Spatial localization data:
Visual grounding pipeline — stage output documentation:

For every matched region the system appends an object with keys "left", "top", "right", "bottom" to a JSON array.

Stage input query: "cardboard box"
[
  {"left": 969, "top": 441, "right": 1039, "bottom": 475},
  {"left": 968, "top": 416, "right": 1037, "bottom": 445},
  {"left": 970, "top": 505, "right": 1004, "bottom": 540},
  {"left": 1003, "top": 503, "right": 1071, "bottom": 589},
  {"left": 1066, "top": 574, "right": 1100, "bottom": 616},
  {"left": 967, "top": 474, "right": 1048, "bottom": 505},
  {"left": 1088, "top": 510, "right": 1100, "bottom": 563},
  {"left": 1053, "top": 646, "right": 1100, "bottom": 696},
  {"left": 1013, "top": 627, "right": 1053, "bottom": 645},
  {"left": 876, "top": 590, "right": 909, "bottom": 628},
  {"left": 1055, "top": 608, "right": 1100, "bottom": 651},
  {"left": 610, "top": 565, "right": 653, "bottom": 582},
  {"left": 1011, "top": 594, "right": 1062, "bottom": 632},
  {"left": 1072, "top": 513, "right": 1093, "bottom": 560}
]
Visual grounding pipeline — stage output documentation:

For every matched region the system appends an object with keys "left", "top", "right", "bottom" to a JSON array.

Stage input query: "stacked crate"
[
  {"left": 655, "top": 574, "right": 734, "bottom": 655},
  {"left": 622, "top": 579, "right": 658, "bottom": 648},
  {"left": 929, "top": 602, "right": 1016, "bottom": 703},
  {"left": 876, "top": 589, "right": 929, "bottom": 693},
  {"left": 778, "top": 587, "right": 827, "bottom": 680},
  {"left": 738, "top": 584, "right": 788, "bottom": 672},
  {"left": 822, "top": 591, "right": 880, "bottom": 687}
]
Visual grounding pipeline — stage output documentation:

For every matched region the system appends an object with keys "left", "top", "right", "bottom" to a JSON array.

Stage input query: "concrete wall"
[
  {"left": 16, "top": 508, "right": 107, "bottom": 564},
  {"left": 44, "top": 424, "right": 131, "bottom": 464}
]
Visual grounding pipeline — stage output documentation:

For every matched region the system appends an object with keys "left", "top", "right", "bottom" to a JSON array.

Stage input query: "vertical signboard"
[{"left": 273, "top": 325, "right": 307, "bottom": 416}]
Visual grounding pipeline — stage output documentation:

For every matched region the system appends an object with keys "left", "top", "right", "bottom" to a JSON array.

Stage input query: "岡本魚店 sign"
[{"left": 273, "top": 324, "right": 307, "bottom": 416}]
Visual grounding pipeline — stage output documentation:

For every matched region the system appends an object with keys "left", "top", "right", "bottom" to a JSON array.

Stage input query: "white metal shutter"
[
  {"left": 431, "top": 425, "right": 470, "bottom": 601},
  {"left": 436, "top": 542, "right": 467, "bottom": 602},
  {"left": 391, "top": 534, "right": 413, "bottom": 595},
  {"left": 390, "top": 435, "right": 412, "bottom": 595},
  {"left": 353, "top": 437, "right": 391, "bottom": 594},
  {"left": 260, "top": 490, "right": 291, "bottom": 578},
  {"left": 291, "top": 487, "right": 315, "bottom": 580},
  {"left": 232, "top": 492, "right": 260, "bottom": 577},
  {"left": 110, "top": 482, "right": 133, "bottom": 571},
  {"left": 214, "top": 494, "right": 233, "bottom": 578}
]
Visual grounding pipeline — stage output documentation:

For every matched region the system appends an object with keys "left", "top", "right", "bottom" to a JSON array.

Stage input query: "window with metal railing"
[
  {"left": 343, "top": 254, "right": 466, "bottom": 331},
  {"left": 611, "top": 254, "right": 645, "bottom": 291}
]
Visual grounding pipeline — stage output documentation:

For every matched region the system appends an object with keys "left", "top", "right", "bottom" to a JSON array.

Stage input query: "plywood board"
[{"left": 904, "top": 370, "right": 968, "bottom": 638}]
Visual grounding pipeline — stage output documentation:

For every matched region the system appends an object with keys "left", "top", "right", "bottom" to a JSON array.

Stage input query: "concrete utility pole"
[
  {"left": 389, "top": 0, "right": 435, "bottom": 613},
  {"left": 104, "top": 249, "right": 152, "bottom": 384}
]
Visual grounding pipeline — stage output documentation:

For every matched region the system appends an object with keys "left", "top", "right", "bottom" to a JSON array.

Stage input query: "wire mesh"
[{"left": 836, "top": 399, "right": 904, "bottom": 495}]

* Exercise brief
Retype the records that precede this task, keeping them exactly the same.

* Solution to the exercise
Visual grounding pipeline — stage output documentation:

For every matched region the system appends an object with keys "left", "top", "right", "bottom" to a JSON array.

Stage input query: "cardboard box"
[
  {"left": 969, "top": 441, "right": 1039, "bottom": 475},
  {"left": 968, "top": 416, "right": 1037, "bottom": 445},
  {"left": 970, "top": 505, "right": 1004, "bottom": 540},
  {"left": 1003, "top": 503, "right": 1071, "bottom": 589},
  {"left": 1066, "top": 574, "right": 1100, "bottom": 616},
  {"left": 967, "top": 474, "right": 1048, "bottom": 505},
  {"left": 1088, "top": 510, "right": 1100, "bottom": 563},
  {"left": 1053, "top": 646, "right": 1100, "bottom": 696},
  {"left": 1013, "top": 627, "right": 1053, "bottom": 645},
  {"left": 876, "top": 590, "right": 909, "bottom": 628},
  {"left": 1055, "top": 608, "right": 1100, "bottom": 651},
  {"left": 610, "top": 565, "right": 653, "bottom": 582},
  {"left": 1011, "top": 594, "right": 1062, "bottom": 632},
  {"left": 1072, "top": 513, "right": 1093, "bottom": 560}
]
Visual grounding pipeline — stage output documentation:

For every matched region the system appends an object with keys "left", "top", "right", "bottom" to a JSON array.

Stage input query: "stacked crate"
[
  {"left": 655, "top": 574, "right": 734, "bottom": 655},
  {"left": 622, "top": 579, "right": 658, "bottom": 648},
  {"left": 929, "top": 602, "right": 1016, "bottom": 703},
  {"left": 876, "top": 589, "right": 929, "bottom": 693},
  {"left": 778, "top": 587, "right": 827, "bottom": 680},
  {"left": 738, "top": 584, "right": 788, "bottom": 672},
  {"left": 822, "top": 591, "right": 880, "bottom": 687}
]
Visual grounding pipeline — stage output documentation:

For every matched region the system appends an object with keys "left", "top", "right", "bottom" to a JSON array.

Stage input query: "concrete wall"
[
  {"left": 16, "top": 508, "right": 107, "bottom": 564},
  {"left": 44, "top": 424, "right": 131, "bottom": 464}
]
Visual grounding pipeline — stage output documentation:

For every matched region the system appends an object with keys "left", "top", "right", "bottom" to a JSON array.

Stage input query: "vertical signboard"
[{"left": 273, "top": 325, "right": 307, "bottom": 416}]
Visual grounding pipeline — stage output documentation:

For every matched region the system appends an object with keys "left", "top", "right", "bottom" to a JSON array.

Stage input query: "岡本魚店 sign"
[{"left": 273, "top": 324, "right": 307, "bottom": 416}]
Visual grounding pipeline — stage output documentation:

For every matched region the system appends an object with keys "left", "top", "right", "bottom" to a JSON array.

Stage input query: "white metal shutter"
[
  {"left": 431, "top": 425, "right": 470, "bottom": 601},
  {"left": 436, "top": 542, "right": 467, "bottom": 602},
  {"left": 391, "top": 534, "right": 413, "bottom": 595},
  {"left": 390, "top": 435, "right": 412, "bottom": 595},
  {"left": 353, "top": 437, "right": 391, "bottom": 594},
  {"left": 260, "top": 490, "right": 291, "bottom": 578},
  {"left": 291, "top": 487, "right": 315, "bottom": 580},
  {"left": 232, "top": 492, "right": 260, "bottom": 577},
  {"left": 110, "top": 482, "right": 133, "bottom": 571},
  {"left": 214, "top": 494, "right": 233, "bottom": 578}
]
Visual grounding pipeline — stage output documentation:

For every matched region the system appends an object with keys "left", "top", "right", "bottom" to a JSON array.

Stage input query: "window with metal railing"
[
  {"left": 343, "top": 254, "right": 466, "bottom": 331},
  {"left": 611, "top": 254, "right": 645, "bottom": 291}
]
Visual grounding pipeline — stage output documentation:

For every matched region the system appends an object with keys "left", "top", "right", "bottom" to a JSON array.

Stage input query: "plywood board"
[{"left": 904, "top": 370, "right": 968, "bottom": 638}]
Visual grounding pipeline — stage output documentation:

For every matched region the system appends an object with keys "left", "top", "right", "bottom" to a JSON array.

Stage input query: "concrete utility pole"
[
  {"left": 389, "top": 0, "right": 435, "bottom": 613},
  {"left": 104, "top": 249, "right": 152, "bottom": 384}
]
Visual grounding pipeline — stage output documentation:

For every matched region the system appends an object with keys "left", "top", "right", "bottom" to a JSON array.

Stage input query: "wire mesh"
[{"left": 836, "top": 399, "right": 904, "bottom": 495}]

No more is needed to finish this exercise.